* The task:
Count the lines in the material below that contain the string "floor", and reply with that number only.
BEGIN Supplied records
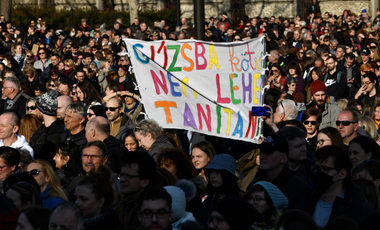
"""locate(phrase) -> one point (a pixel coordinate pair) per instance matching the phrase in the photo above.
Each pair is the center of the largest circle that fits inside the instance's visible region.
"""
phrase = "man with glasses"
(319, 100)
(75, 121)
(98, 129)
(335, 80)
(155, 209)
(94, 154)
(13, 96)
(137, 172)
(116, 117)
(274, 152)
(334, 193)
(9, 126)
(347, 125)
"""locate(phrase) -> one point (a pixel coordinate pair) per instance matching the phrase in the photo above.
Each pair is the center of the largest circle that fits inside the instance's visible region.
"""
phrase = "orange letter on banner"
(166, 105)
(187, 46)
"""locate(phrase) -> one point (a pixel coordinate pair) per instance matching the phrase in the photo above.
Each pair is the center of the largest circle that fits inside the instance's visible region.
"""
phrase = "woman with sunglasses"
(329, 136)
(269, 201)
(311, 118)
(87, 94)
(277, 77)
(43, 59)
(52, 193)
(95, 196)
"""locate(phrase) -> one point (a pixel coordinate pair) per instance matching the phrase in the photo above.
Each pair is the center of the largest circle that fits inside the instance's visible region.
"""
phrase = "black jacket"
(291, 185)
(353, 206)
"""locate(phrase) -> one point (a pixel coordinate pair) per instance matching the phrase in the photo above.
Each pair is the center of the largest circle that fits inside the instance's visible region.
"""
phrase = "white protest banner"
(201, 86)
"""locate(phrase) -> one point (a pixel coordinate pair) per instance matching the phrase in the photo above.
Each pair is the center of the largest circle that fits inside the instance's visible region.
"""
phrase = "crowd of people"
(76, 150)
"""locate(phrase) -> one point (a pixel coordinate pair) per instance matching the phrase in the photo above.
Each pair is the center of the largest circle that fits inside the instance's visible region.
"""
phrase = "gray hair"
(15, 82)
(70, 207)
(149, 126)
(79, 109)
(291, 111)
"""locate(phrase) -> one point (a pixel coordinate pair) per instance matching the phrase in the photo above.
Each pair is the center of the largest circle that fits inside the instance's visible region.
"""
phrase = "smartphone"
END Supplied records
BEGIN Supplied records
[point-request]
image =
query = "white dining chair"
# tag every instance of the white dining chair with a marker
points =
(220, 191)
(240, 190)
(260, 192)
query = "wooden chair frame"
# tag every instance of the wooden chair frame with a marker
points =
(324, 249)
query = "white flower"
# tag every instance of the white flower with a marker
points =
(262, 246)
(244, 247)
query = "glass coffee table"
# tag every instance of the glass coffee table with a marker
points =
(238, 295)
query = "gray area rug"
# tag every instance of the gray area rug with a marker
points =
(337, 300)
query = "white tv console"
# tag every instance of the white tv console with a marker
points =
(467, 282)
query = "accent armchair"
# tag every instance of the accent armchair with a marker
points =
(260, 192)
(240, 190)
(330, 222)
END Supplied records
BEGIN Supplied records
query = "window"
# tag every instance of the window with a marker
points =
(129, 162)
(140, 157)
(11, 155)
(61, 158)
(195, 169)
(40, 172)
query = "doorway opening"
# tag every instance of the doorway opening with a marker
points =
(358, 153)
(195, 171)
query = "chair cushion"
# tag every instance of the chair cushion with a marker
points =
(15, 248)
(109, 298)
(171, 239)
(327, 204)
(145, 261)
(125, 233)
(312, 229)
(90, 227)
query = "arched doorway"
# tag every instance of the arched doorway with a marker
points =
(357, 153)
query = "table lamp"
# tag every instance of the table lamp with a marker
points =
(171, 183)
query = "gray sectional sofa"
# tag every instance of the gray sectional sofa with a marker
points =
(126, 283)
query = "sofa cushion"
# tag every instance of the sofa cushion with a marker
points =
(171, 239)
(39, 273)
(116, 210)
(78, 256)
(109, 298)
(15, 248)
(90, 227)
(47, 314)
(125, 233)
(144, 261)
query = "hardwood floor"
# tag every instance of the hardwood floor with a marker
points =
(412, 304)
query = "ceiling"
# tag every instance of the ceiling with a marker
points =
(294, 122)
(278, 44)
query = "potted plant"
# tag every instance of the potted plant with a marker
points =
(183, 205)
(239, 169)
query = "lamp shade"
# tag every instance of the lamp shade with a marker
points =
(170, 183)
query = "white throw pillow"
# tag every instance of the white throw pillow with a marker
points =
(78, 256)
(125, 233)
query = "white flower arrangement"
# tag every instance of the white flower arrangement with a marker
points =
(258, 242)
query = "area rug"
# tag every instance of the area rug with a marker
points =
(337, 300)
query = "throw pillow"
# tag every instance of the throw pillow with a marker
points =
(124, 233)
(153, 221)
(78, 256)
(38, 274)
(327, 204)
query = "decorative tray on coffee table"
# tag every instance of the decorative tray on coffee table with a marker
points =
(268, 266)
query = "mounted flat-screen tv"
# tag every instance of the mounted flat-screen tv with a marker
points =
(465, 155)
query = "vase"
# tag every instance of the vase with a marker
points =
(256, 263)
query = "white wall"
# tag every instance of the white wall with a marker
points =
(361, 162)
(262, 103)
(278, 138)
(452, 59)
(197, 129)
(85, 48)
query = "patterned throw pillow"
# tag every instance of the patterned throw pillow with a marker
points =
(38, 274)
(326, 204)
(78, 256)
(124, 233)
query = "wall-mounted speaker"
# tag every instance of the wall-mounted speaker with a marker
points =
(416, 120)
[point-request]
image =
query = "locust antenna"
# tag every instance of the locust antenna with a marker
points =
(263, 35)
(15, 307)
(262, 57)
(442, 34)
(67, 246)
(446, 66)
END Supplied records
* Result of the task:
2